=== Data excerpts ===

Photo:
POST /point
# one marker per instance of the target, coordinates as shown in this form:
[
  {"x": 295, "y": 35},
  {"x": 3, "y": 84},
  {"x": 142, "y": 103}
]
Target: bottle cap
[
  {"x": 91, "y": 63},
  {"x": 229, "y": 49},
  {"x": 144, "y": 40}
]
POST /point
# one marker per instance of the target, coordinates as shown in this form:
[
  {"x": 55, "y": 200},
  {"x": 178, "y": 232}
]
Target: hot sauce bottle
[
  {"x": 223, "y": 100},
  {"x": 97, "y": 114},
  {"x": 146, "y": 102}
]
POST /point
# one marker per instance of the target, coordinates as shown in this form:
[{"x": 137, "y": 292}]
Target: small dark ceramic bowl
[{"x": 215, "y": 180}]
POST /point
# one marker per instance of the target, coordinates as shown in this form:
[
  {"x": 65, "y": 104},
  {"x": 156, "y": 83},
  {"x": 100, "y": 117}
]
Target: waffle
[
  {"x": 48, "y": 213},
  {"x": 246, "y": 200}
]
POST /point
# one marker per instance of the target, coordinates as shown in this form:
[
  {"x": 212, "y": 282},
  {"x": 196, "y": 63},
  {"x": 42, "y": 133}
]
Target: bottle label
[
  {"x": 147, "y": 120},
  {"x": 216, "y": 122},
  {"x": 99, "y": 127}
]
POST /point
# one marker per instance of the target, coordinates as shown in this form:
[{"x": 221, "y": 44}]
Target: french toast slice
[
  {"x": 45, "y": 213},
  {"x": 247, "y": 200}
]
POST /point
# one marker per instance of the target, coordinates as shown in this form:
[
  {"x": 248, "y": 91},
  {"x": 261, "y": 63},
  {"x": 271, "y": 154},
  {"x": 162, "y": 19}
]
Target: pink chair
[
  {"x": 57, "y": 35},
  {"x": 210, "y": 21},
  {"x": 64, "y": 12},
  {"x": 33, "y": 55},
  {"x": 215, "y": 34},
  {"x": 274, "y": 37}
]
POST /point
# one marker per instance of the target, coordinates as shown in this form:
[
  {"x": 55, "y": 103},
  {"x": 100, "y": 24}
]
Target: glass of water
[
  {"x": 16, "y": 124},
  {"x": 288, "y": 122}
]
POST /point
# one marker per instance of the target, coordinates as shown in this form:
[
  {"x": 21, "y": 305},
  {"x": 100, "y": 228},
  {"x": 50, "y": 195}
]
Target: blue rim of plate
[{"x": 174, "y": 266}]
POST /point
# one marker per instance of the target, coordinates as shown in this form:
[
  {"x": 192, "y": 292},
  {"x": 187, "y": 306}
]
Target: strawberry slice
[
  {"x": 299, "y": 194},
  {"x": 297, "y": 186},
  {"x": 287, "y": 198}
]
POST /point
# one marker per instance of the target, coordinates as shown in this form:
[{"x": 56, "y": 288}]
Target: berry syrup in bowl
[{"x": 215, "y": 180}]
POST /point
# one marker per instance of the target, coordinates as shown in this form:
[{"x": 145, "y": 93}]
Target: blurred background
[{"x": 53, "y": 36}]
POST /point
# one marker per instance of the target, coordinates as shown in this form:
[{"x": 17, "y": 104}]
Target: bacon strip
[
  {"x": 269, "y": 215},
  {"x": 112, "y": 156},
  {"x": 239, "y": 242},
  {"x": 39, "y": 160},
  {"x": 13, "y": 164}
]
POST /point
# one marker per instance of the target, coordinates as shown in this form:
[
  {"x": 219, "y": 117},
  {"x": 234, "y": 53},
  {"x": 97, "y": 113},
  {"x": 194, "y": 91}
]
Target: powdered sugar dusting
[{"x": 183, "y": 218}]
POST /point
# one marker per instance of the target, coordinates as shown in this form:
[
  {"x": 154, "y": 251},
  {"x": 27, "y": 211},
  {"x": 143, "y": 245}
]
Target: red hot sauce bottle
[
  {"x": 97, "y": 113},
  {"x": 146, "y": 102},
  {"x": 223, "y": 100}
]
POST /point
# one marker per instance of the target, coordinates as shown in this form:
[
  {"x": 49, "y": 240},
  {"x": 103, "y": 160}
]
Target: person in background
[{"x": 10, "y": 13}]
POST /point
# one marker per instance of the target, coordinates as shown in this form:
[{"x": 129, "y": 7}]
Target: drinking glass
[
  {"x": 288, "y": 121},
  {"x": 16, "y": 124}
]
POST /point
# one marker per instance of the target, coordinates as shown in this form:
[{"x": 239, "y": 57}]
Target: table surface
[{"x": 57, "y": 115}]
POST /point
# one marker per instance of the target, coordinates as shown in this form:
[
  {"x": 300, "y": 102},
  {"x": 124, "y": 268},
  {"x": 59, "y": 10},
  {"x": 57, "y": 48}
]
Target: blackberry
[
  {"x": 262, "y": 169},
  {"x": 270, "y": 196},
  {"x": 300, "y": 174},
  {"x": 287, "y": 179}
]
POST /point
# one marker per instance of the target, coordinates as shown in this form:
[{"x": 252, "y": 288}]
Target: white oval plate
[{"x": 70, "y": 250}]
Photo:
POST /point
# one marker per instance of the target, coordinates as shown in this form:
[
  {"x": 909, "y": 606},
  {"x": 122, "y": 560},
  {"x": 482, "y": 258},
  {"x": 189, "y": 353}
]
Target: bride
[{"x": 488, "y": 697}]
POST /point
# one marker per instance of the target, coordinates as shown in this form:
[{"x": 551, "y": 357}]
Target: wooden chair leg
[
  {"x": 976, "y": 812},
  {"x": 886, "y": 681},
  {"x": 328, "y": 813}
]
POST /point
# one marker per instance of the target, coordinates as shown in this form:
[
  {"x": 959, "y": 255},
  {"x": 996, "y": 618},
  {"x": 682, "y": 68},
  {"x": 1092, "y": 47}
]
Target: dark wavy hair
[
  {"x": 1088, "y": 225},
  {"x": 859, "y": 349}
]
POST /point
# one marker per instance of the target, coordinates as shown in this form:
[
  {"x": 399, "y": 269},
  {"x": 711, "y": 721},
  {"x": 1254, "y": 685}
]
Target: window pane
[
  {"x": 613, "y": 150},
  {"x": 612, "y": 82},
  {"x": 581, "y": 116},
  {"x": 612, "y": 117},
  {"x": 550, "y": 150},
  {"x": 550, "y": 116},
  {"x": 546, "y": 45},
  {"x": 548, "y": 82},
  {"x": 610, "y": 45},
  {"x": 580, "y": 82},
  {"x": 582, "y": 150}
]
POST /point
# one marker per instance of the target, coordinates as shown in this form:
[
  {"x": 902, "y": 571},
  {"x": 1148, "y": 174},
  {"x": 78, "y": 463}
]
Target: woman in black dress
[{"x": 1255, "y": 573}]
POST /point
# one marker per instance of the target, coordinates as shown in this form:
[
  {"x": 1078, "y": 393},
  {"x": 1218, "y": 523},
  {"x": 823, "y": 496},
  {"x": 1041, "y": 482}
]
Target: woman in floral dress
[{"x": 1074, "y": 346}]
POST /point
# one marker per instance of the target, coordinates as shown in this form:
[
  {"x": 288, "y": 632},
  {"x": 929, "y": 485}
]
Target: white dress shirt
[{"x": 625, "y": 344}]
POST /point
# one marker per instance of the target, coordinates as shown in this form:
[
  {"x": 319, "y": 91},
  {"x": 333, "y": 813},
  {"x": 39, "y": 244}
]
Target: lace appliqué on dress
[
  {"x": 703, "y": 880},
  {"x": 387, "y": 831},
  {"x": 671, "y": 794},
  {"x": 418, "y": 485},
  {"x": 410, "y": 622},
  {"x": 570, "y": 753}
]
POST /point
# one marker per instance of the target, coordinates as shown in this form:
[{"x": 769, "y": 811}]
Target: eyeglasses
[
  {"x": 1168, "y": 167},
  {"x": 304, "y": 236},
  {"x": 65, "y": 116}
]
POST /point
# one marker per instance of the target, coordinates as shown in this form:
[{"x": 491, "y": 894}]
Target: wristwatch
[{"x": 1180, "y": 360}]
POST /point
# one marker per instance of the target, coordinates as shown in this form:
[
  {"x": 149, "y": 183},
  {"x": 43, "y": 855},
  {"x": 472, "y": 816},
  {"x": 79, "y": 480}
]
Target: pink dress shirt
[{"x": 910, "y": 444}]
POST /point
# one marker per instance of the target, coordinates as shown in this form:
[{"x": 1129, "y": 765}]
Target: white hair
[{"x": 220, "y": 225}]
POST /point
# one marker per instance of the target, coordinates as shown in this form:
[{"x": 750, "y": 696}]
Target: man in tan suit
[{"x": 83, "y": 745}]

===

◆ **To be done**
Extract every line above that contains the string "white". Treat uppercase and lowercase letters as distinct when matching.

◆ **Task response**
Target: white oval plate
Target: white dress shirt
Target: white hair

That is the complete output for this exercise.